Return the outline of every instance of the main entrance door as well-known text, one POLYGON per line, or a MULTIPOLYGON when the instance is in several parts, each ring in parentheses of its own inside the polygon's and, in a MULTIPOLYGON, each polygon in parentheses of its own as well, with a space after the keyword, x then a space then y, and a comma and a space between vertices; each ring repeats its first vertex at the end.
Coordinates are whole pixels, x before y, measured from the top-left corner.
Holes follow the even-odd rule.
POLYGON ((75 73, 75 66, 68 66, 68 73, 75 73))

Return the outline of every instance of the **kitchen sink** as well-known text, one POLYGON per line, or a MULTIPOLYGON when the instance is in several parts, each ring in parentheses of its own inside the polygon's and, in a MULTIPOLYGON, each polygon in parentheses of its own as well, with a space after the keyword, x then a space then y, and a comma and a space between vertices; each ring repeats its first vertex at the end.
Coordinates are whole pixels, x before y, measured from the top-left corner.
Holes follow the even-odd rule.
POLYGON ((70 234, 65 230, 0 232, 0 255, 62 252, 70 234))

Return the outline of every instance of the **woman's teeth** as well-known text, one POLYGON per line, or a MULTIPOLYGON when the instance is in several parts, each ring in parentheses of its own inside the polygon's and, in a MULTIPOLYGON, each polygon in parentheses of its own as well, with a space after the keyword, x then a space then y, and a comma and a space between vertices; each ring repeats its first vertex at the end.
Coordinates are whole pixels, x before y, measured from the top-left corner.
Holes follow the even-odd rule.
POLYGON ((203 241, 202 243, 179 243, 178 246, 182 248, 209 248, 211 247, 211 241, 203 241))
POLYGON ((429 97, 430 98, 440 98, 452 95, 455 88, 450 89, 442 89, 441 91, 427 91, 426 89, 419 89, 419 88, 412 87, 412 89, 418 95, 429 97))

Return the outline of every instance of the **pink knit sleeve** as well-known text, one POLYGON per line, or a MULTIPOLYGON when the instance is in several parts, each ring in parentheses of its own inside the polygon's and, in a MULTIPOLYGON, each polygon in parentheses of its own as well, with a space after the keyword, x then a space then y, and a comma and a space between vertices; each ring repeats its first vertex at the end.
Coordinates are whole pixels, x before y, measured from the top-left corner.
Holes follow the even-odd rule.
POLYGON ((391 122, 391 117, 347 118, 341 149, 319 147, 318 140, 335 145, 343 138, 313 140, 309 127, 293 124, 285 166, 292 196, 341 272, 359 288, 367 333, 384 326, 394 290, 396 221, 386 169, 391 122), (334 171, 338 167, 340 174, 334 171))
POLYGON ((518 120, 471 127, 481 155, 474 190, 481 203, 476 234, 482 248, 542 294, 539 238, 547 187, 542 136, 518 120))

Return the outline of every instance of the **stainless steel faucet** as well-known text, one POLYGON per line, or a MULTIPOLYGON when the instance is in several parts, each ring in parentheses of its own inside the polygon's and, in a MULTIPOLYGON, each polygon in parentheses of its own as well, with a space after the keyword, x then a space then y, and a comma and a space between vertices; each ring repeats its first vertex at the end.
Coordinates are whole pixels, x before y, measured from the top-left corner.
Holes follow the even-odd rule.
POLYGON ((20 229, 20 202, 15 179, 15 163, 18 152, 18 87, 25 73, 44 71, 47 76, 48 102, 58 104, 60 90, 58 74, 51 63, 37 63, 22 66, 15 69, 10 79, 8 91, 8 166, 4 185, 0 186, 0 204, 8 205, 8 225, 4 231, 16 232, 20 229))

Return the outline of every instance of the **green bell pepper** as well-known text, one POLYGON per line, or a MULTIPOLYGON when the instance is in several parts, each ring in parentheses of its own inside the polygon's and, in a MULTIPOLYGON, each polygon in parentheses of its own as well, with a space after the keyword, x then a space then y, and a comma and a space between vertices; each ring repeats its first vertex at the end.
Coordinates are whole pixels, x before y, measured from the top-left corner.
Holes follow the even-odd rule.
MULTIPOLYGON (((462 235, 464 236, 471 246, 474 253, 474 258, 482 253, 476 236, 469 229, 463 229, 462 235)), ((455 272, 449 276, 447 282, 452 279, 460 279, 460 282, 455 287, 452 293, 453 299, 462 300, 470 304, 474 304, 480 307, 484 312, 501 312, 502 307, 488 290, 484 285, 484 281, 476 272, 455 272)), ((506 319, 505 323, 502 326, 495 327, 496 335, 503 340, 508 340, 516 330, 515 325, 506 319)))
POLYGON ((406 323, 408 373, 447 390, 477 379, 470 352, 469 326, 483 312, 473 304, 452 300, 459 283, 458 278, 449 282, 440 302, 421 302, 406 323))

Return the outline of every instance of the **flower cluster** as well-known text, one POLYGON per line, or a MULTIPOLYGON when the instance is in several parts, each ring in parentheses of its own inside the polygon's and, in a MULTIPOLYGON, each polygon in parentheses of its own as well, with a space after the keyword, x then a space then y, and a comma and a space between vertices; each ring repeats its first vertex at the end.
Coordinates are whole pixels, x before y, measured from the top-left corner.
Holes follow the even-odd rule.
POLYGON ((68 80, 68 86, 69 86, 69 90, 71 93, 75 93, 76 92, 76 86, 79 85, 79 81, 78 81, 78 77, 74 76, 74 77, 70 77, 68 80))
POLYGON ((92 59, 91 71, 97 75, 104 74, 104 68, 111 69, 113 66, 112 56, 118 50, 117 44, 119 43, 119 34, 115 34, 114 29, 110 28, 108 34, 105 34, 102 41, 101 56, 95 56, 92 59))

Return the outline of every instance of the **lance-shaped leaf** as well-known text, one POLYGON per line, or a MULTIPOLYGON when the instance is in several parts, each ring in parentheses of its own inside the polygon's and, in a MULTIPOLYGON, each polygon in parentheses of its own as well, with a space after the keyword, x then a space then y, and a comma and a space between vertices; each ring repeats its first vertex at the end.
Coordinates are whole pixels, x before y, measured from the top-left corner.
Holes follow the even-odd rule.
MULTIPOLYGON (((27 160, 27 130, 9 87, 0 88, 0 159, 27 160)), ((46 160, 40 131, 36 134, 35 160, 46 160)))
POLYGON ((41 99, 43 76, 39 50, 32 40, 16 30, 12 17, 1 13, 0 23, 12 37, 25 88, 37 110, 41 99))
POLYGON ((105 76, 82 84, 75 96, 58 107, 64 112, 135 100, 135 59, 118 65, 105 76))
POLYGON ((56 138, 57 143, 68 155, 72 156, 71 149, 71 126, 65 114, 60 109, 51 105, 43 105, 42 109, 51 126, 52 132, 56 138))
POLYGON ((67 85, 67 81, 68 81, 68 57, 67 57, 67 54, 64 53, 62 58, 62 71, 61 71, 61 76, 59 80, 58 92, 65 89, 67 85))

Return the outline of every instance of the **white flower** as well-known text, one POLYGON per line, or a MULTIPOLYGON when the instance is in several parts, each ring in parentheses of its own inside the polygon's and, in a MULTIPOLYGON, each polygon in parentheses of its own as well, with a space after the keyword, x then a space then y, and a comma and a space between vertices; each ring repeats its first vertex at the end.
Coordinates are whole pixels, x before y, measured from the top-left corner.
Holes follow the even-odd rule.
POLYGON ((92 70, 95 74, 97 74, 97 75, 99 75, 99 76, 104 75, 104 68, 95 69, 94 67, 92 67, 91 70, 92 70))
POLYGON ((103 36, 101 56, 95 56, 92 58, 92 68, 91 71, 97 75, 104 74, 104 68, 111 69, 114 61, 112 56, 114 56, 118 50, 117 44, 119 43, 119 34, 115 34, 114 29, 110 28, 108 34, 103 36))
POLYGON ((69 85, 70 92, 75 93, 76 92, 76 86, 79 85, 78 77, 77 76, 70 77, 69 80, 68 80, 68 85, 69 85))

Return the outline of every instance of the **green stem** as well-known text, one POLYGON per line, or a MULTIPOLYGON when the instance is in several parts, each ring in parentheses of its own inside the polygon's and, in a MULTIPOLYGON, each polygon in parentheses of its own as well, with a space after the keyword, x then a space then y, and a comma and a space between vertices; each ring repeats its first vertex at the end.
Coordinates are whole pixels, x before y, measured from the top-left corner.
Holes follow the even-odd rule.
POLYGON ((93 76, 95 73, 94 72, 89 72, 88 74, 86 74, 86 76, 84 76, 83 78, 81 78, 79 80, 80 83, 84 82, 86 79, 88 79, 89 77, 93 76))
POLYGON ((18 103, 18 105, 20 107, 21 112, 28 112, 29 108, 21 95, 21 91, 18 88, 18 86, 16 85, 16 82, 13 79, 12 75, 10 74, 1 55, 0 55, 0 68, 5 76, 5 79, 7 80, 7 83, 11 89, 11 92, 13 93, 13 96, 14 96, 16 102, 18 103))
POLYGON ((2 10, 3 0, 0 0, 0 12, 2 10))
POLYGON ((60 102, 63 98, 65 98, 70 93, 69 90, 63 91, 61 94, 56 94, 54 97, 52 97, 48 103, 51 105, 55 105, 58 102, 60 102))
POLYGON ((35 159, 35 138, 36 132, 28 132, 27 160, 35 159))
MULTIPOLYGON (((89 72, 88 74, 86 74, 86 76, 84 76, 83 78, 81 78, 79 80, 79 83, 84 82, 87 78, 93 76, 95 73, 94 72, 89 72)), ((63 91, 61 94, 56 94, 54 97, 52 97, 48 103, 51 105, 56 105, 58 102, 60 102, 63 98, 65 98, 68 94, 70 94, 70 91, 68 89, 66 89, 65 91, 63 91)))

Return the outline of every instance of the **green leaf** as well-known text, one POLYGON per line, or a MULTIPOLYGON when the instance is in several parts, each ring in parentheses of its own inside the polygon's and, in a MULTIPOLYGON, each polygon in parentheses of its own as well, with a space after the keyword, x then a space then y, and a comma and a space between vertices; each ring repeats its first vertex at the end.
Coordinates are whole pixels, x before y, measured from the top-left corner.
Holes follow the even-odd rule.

....

Express the lines of the records above as a numbered list, starting at the line that contains "Return the outline of every instance of the **kitchen" and ending at the line that contains "POLYGON ((429 97, 430", both included. Omit blank lines and anything outside that span.

1. Return the outline of every instance of the **kitchen sink** as well-known text, one POLYGON per line, or a MULTIPOLYGON when the instance is in several parts, each ring in parentheses of its own inside the polygon's and, in a MULTIPOLYGON, each polygon in parentheses of its own as well, with a space after the keyword, x then a space then y, and a comma and a space between vertices; each ring repeats its first vertex at the end.
2. Coordinates are whole pixels, x before y, measured from the top-left corner.
3. Holes follow the even-odd rule.
4. POLYGON ((70 234, 65 230, 0 232, 0 255, 62 252, 70 234))
5. Return the outline of every instance of the **woman's teeth** as well-known text, one POLYGON per line, or a MULTIPOLYGON when the instance is in several parts, each ring in parentheses of its own inside the polygon's and, in a MULTIPOLYGON, each polygon in parentheses of its own as well, with a space after the keyword, x then a space then y, and a comma and a space between vertices; each ring repeats its first vertex at the end.
6. Coordinates are whole pixels, x before y, measured from the top-left corner.
7. Holes follow the even-odd rule.
8. POLYGON ((203 241, 202 243, 179 243, 178 246, 182 248, 209 248, 211 247, 211 241, 203 241))
9. POLYGON ((429 97, 430 98, 440 98, 452 95, 455 88, 450 89, 442 89, 441 91, 427 91, 426 89, 419 89, 419 88, 412 87, 412 89, 418 95, 429 97))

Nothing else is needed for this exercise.